** INFORMATION SUPPLIED **

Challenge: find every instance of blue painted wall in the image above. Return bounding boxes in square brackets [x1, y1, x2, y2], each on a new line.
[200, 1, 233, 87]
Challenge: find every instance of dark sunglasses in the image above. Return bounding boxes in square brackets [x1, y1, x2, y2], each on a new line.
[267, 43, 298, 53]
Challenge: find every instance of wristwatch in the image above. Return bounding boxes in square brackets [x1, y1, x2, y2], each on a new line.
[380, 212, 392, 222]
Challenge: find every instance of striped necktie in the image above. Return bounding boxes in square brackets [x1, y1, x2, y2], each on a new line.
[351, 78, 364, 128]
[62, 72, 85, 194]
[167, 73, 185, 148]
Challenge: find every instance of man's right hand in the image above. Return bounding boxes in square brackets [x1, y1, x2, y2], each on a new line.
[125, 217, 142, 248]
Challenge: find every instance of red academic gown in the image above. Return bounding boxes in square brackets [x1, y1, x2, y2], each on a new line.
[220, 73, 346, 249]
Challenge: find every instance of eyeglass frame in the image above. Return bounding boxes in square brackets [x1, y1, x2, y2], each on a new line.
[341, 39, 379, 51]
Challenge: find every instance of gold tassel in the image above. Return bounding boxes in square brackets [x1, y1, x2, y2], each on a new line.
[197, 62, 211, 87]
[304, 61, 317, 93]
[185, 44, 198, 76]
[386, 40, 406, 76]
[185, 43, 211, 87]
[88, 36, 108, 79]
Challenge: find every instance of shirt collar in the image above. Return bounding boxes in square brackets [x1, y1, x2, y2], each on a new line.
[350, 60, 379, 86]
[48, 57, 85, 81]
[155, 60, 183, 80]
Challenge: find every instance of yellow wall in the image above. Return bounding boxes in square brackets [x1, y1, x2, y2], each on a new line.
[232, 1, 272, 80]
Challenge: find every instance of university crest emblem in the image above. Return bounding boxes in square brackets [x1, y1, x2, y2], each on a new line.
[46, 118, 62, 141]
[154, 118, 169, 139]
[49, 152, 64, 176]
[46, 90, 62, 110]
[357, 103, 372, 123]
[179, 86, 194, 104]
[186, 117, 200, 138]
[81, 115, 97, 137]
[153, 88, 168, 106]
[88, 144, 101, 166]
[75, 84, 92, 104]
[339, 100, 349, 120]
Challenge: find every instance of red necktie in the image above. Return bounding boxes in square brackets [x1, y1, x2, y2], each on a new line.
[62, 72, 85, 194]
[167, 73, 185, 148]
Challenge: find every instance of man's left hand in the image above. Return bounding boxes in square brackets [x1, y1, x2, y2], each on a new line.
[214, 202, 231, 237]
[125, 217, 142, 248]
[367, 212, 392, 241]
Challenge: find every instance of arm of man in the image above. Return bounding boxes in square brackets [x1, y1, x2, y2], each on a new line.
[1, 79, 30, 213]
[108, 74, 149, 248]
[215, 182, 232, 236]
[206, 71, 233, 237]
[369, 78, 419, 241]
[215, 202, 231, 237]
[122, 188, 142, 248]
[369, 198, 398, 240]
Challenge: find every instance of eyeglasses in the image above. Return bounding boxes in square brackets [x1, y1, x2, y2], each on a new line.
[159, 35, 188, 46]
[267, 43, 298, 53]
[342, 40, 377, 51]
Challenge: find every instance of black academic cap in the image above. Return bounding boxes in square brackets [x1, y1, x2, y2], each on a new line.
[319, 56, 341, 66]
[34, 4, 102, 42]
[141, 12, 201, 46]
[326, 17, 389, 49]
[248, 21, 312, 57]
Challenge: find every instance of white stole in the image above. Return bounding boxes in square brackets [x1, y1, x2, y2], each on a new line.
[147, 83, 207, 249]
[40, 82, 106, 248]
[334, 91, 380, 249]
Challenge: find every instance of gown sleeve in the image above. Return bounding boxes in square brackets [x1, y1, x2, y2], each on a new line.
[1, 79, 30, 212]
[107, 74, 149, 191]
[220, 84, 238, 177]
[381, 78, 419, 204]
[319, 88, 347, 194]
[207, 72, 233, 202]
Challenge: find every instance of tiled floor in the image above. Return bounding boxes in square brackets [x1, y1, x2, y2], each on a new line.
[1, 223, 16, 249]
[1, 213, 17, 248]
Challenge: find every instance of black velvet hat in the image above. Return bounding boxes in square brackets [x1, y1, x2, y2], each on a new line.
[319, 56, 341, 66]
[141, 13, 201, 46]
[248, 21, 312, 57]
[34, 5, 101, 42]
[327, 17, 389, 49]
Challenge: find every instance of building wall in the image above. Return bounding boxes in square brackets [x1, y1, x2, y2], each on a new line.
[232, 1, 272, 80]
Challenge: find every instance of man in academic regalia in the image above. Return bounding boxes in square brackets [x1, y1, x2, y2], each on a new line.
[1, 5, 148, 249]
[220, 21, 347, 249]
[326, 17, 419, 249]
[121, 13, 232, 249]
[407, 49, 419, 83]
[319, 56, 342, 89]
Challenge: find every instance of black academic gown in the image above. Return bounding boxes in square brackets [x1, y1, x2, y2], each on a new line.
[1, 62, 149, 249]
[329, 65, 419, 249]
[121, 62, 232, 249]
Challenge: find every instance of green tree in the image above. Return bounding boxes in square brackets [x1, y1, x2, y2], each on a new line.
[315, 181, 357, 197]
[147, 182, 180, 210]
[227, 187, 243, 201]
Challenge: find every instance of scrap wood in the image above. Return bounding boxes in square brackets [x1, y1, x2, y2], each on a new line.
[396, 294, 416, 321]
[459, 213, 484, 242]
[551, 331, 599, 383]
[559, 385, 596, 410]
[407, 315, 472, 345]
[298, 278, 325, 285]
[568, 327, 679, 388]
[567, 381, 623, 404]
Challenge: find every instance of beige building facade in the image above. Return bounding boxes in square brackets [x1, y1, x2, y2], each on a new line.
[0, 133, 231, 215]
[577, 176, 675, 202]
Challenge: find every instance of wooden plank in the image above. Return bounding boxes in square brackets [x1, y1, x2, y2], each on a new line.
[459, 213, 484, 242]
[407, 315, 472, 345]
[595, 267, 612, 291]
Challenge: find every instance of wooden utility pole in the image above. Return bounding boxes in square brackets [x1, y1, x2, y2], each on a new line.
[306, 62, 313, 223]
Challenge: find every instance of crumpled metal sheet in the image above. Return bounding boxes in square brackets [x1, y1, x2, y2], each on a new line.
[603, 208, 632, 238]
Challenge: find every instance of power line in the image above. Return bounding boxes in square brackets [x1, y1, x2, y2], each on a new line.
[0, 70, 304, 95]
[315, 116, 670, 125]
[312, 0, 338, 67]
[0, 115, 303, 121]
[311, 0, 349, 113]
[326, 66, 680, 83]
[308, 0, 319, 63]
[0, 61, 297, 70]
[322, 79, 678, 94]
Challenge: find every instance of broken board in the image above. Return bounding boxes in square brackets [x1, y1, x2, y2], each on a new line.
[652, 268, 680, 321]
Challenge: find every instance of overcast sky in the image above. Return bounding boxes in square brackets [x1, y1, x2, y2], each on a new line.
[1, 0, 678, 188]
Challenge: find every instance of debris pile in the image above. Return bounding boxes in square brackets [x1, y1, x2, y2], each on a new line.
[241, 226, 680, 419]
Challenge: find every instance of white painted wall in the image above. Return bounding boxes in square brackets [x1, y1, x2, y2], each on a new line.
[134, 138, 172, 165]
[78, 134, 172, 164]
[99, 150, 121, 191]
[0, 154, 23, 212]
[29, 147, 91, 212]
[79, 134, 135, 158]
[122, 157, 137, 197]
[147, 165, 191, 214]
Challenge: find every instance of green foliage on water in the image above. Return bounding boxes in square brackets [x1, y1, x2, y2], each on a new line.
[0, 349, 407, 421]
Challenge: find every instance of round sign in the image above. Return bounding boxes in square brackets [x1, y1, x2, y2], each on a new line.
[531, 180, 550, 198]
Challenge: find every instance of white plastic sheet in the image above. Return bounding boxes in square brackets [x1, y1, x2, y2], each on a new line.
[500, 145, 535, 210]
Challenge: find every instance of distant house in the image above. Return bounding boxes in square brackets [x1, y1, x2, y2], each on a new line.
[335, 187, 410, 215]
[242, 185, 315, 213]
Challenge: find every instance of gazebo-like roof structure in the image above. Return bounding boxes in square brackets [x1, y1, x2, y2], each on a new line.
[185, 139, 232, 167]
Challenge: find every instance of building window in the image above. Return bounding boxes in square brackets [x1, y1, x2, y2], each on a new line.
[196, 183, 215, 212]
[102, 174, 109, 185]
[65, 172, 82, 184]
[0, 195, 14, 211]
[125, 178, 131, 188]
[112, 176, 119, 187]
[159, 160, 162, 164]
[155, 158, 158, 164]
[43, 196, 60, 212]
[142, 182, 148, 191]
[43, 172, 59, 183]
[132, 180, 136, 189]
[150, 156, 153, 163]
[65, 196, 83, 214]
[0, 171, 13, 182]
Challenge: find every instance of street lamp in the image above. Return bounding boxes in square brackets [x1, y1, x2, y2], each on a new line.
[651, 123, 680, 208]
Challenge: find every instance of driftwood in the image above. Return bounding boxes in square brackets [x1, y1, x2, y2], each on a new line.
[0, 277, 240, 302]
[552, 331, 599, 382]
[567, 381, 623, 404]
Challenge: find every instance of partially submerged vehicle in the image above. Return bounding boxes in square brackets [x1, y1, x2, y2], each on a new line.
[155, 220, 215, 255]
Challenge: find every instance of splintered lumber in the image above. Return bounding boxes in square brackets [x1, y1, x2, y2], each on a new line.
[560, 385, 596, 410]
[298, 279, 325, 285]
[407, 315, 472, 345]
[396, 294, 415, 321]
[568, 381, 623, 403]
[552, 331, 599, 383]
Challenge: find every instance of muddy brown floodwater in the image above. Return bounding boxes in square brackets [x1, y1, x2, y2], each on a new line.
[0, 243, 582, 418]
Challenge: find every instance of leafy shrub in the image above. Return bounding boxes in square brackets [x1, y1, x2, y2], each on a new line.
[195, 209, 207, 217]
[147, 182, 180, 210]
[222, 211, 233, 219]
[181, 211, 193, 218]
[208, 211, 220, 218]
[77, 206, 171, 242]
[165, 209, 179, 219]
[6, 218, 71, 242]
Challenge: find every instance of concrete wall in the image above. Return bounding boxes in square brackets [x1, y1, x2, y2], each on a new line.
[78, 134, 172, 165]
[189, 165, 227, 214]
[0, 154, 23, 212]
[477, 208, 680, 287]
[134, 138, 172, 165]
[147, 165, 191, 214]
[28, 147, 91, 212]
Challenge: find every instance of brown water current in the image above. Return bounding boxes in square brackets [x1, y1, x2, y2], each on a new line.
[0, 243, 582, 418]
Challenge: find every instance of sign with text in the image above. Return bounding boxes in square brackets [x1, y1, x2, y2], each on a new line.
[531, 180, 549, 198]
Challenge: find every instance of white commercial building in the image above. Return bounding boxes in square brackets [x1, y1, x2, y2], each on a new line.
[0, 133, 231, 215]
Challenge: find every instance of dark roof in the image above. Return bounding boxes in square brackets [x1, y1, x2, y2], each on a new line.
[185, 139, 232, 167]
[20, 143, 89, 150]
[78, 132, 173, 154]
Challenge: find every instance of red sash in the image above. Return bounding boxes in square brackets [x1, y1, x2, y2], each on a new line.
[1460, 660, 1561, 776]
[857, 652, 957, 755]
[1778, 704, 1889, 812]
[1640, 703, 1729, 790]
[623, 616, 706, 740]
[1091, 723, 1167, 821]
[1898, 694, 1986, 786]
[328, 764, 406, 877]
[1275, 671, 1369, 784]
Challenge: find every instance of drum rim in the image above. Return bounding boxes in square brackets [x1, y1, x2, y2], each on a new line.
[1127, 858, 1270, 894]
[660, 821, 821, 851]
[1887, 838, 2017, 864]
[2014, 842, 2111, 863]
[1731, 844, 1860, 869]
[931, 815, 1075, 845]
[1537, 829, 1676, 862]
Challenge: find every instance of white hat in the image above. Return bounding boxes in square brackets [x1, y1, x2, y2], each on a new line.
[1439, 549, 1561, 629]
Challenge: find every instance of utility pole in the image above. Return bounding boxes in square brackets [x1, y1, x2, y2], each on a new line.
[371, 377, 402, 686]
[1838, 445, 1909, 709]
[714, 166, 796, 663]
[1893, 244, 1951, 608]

** PROBLEM STATEMENT **
Reproduce, exactly and with both ends included, every line from the one that contains "Challenge: find every instance of utility" to the end of the listing above.

** WRITTEN SOLUTION **
Challenge: find every instance of utility pole in the image above. Return bounding boxes in square brackets [x1, y1, x2, y2], each on a new line.
[371, 377, 402, 686]
[1838, 445, 1909, 709]
[714, 166, 796, 663]
[1893, 244, 1951, 608]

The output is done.